Print the listing once more, exactly as it stands.
———
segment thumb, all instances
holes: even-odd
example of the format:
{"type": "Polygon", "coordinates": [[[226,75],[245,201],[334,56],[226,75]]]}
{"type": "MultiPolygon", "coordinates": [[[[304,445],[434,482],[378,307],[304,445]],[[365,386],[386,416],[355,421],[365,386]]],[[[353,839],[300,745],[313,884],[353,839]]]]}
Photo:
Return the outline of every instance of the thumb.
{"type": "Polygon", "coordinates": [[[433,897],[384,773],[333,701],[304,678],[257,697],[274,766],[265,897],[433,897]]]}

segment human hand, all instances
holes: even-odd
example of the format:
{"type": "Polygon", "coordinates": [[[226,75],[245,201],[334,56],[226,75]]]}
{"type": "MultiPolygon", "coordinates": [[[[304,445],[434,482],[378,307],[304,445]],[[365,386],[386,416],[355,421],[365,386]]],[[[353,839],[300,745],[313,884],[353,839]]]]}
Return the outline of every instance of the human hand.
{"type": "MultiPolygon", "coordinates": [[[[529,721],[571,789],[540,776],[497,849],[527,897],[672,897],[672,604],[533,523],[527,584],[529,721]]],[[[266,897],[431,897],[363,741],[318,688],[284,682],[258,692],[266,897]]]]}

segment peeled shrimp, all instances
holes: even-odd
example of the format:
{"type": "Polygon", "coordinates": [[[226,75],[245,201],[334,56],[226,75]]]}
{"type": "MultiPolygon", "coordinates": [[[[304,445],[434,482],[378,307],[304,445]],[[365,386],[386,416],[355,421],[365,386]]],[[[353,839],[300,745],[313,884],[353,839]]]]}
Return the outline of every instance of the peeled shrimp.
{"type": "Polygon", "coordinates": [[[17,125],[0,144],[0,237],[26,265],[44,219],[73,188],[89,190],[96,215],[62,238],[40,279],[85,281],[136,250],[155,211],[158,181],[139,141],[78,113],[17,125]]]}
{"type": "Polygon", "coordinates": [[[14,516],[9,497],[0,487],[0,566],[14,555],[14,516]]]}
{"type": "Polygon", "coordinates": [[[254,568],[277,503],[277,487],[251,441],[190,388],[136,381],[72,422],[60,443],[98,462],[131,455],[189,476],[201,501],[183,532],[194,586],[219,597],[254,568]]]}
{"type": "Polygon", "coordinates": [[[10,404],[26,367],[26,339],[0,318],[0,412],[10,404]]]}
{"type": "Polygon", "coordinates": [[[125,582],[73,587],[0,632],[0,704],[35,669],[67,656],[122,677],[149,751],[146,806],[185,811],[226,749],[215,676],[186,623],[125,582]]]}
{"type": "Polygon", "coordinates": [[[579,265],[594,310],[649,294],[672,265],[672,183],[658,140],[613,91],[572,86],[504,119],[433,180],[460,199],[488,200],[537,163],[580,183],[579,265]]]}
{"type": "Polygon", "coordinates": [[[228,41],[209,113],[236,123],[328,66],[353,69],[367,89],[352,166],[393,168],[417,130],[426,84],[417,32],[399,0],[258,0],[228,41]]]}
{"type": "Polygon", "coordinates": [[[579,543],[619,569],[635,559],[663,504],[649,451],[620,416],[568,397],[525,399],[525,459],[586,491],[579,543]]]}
———
Output of the exercise:
segment thumb, all instances
holes: even-odd
example of the format:
{"type": "Polygon", "coordinates": [[[226,75],[245,201],[334,56],[226,75]]]}
{"type": "MultiPolygon", "coordinates": [[[[304,445],[434,482],[378,307],[304,445]],[[365,386],[386,416],[355,421],[365,386]]],[[[353,839],[300,745],[313,884],[353,839]]]]}
Photo:
Return the outline of every instance of the thumb.
{"type": "Polygon", "coordinates": [[[433,897],[384,773],[333,701],[304,678],[257,697],[274,766],[265,897],[433,897]]]}

segment human hand, all instances
holes: even-odd
example of the format:
{"type": "Polygon", "coordinates": [[[226,75],[245,201],[334,56],[226,75]]]}
{"type": "MultiPolygon", "coordinates": [[[[304,445],[434,482],[378,307],[304,445]],[[365,386],[386,416],[355,421],[365,386]]],[[[353,839],[300,745],[313,884],[353,839]]]]}
Return the outline of every instance of the human hand.
{"type": "MultiPolygon", "coordinates": [[[[529,721],[571,789],[540,776],[497,849],[527,897],[672,897],[672,604],[533,523],[527,584],[529,721]]],[[[266,897],[431,897],[363,741],[318,688],[284,682],[258,692],[266,897]]]]}

segment peeled shrimp, all instances
holes: even-odd
example of the format:
{"type": "Polygon", "coordinates": [[[226,75],[245,201],[334,56],[226,75]]]}
{"type": "MultiPolygon", "coordinates": [[[[304,445],[434,482],[378,307],[304,445]],[[365,386],[386,416],[355,421],[365,386]]],[[[353,839],[300,745],[313,884],[353,839]]]]}
Return the outline of every instance of the peeled shrimp.
{"type": "Polygon", "coordinates": [[[17,125],[0,144],[0,237],[26,265],[44,219],[73,188],[89,190],[96,215],[62,238],[40,279],[85,281],[136,250],[155,211],[158,181],[139,141],[78,113],[17,125]]]}
{"type": "Polygon", "coordinates": [[[14,516],[9,497],[0,487],[0,566],[14,555],[14,516]]]}
{"type": "Polygon", "coordinates": [[[254,568],[277,503],[277,487],[251,441],[190,388],[136,381],[72,422],[60,443],[98,462],[131,455],[189,476],[201,501],[183,532],[194,586],[219,597],[254,568]]]}
{"type": "Polygon", "coordinates": [[[10,404],[26,367],[26,339],[0,318],[0,412],[10,404]]]}
{"type": "Polygon", "coordinates": [[[125,582],[73,587],[0,632],[0,704],[35,669],[67,656],[122,677],[149,751],[146,806],[185,811],[226,749],[215,676],[186,623],[125,582]]]}
{"type": "Polygon", "coordinates": [[[579,265],[594,310],[649,294],[672,265],[672,183],[658,140],[613,91],[572,86],[504,119],[433,180],[460,199],[488,200],[537,163],[580,183],[579,265]]]}
{"type": "Polygon", "coordinates": [[[228,41],[209,113],[236,123],[328,66],[353,69],[367,89],[352,166],[393,168],[417,130],[426,84],[417,32],[399,0],[258,0],[228,41]]]}
{"type": "Polygon", "coordinates": [[[579,543],[619,569],[635,559],[663,504],[649,451],[620,416],[568,397],[525,399],[525,459],[586,491],[579,543]]]}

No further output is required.